Annotation records:
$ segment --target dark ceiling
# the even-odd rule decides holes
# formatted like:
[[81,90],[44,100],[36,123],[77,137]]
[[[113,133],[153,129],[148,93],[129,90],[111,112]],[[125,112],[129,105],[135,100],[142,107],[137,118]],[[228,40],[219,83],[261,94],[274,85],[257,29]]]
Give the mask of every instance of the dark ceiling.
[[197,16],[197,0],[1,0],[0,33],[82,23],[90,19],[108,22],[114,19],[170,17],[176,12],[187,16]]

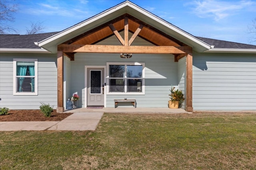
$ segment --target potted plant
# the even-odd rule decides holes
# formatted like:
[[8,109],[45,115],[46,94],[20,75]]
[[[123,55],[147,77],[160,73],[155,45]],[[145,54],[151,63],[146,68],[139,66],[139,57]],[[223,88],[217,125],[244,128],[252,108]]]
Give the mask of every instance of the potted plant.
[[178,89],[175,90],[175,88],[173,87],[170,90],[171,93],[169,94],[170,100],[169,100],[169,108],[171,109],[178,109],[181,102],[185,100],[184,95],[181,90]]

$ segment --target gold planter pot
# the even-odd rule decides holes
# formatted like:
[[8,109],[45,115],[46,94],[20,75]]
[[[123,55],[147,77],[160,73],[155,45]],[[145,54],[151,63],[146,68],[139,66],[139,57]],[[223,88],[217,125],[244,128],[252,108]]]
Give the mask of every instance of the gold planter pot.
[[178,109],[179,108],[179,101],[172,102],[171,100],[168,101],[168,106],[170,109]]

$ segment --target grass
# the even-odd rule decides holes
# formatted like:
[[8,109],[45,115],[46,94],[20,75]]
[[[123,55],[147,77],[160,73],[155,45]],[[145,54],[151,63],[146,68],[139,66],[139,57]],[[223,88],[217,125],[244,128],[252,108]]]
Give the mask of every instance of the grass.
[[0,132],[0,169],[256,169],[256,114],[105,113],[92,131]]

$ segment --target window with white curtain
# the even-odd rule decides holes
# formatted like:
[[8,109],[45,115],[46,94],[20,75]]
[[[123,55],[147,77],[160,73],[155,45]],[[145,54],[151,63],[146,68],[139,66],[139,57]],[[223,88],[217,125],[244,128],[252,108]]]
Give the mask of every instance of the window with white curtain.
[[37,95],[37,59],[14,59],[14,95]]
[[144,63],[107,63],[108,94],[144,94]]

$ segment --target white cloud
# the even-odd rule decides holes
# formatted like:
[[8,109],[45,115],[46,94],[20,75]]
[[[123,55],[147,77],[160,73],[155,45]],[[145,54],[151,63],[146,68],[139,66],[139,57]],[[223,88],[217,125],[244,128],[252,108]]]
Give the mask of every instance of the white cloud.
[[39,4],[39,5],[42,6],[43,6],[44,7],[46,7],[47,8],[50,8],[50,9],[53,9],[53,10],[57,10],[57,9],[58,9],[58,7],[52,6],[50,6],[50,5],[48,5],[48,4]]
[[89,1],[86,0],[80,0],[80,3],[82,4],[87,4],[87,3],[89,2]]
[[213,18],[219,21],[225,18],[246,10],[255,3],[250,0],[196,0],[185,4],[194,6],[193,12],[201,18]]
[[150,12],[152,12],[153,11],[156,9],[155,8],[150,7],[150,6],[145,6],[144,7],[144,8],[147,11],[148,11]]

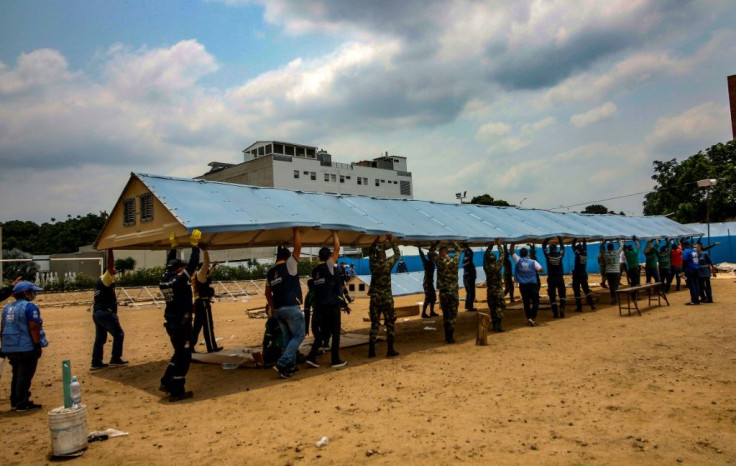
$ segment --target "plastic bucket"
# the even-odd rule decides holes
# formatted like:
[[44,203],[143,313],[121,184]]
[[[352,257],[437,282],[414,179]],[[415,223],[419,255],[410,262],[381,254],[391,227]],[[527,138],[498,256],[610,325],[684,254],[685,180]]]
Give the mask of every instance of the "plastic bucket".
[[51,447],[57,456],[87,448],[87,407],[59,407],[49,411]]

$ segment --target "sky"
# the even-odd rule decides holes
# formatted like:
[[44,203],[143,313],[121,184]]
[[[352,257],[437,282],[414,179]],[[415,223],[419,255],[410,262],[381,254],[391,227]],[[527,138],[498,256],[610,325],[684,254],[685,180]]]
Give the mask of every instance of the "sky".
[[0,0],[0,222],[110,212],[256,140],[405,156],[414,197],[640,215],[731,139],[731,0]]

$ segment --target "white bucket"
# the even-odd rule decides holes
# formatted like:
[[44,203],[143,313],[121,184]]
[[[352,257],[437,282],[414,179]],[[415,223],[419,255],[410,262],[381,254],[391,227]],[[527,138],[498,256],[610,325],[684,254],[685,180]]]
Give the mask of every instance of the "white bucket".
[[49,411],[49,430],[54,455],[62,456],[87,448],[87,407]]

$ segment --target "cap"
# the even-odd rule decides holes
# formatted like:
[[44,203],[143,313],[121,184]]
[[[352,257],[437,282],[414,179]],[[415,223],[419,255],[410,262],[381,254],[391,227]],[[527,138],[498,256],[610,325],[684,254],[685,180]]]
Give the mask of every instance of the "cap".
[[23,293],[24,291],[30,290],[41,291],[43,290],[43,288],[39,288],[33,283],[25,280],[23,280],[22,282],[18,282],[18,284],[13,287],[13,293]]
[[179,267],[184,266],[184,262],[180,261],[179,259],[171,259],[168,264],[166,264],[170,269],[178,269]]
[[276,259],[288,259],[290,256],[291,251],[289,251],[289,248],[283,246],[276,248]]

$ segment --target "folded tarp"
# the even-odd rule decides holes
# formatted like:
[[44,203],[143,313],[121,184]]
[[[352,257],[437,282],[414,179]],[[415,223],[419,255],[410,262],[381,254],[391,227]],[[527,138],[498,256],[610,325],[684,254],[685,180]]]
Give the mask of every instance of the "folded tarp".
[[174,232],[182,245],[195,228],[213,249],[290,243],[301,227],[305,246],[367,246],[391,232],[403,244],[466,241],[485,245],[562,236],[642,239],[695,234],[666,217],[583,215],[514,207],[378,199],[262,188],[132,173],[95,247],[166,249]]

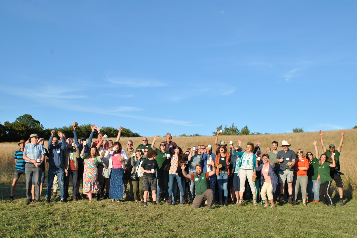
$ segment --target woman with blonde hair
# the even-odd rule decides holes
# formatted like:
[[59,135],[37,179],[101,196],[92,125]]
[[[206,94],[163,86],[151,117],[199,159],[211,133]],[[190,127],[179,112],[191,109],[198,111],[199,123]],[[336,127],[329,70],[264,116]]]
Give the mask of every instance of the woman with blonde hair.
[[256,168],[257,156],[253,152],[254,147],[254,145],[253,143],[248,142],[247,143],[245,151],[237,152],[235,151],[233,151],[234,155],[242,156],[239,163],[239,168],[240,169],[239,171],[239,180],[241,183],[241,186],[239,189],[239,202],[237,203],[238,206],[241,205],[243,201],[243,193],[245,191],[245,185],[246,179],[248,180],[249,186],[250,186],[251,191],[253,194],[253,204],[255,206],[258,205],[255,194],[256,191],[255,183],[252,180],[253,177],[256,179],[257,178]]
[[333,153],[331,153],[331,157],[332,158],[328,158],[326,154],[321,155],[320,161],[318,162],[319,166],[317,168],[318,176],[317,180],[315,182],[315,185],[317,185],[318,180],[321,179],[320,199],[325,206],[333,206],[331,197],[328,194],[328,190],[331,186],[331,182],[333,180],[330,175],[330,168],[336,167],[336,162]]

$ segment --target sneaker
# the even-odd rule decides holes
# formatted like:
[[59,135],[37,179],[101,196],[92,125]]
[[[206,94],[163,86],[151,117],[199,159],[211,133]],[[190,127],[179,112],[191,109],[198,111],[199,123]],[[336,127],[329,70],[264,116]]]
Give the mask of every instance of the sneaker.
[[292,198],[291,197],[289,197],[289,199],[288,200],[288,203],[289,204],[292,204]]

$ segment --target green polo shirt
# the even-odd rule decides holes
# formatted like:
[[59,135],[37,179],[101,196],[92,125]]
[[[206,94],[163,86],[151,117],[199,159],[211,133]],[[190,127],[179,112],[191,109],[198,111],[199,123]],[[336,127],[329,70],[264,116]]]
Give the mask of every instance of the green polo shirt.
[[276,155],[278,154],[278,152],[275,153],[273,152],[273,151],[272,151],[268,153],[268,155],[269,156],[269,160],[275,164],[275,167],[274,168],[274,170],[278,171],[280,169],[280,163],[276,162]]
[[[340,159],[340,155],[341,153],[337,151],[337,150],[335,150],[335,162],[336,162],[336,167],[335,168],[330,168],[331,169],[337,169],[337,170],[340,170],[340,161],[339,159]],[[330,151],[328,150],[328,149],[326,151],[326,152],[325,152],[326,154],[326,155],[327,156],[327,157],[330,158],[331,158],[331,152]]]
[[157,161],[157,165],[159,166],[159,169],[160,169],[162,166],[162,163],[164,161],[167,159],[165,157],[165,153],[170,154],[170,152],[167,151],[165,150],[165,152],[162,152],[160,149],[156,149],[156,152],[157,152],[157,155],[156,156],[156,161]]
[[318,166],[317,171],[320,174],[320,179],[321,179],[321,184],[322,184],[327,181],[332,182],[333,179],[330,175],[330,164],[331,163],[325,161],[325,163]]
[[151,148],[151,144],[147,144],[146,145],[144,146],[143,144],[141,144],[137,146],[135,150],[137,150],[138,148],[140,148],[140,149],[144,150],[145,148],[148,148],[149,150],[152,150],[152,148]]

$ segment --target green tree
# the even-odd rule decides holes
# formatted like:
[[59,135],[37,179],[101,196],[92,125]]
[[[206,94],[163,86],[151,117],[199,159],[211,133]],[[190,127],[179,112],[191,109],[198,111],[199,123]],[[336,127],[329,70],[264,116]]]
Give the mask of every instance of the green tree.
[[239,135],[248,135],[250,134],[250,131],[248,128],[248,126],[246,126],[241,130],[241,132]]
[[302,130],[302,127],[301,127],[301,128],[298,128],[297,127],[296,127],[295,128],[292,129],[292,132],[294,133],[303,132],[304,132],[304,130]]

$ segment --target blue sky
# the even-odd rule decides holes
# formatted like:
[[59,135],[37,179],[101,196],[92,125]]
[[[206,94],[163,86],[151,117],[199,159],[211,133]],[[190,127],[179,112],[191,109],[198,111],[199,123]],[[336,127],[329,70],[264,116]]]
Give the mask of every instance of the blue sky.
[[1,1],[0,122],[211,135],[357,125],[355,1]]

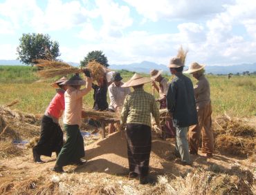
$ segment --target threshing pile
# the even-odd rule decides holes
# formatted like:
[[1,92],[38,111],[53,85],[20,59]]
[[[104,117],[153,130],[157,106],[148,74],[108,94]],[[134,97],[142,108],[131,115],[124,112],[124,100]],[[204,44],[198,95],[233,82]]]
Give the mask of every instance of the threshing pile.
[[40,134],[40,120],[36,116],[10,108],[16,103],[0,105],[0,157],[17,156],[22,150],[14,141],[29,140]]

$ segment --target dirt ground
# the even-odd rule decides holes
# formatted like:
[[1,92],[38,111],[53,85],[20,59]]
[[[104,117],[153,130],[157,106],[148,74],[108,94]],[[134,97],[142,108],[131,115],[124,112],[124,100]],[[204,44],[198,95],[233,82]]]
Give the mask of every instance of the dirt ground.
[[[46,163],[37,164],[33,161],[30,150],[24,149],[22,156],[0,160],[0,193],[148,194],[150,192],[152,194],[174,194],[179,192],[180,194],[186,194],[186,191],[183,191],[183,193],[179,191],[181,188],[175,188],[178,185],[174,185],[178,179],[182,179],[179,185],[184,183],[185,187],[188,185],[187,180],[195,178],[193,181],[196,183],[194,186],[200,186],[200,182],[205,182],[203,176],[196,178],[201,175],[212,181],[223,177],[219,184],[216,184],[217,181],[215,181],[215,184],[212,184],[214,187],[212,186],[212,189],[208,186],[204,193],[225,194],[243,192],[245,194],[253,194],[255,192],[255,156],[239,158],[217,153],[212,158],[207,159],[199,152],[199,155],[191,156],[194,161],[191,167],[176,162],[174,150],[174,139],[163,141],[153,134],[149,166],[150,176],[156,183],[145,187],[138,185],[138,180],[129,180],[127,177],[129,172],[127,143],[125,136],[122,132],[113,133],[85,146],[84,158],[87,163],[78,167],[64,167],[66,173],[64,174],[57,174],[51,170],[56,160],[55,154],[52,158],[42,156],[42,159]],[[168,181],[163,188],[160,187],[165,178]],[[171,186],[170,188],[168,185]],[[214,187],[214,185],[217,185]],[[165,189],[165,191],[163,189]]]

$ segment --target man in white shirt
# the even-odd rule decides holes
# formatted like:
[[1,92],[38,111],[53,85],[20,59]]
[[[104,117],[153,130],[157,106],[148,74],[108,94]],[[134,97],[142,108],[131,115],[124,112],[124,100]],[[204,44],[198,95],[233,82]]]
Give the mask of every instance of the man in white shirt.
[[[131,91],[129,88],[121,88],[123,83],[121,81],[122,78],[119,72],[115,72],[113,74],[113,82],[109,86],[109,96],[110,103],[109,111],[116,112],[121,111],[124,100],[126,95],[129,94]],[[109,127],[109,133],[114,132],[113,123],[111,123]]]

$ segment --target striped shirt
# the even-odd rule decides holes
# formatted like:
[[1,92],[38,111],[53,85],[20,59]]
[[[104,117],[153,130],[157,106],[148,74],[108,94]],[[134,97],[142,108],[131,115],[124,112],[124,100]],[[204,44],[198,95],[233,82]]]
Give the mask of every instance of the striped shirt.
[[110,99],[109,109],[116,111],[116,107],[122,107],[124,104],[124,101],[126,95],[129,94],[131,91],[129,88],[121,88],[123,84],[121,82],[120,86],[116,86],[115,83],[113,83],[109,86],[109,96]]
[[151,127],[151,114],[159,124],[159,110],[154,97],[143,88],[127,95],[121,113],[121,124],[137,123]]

● What the exercise asks
Rewrite every line from the line with "--target gold planter pot" to the line with "[[0,132],[0,169],[256,169],[256,114],[105,113],[92,131]]", both included, keeping the requests and their format samples unchanged. Multiply each coordinate in the answers by 0.35 and round it to a whole number, with halves rounded up.

● Result
$ segment --target gold planter pot
# the even-odd rule decides holes
# formatted like:
[[8,109],[45,115],[46,94],[20,75]]
[[[123,55],[147,77],[160,73],[155,45]],[[145,54],[151,63],[146,68],[139,66],[139,57]],[[223,88],[217,125],[244,128],[252,108]]]
Give the mask of every instance of the gold planter pot.
[[62,38],[63,38],[63,35],[60,36],[60,35],[59,35],[59,37],[60,38]]

$ segment --target grass
# the even-odd rule decides holes
# formatted like:
[[8,109],[45,115],[46,94],[20,75]]
[[[123,55],[147,77],[160,73],[155,45]],[[145,54],[151,63],[146,68],[139,66],[139,57]],[[223,88],[217,125],[244,128],[252,108]]]
Give the mask of every instance of the grass.
[[0,46],[0,59],[90,59],[90,40],[37,40],[32,46]]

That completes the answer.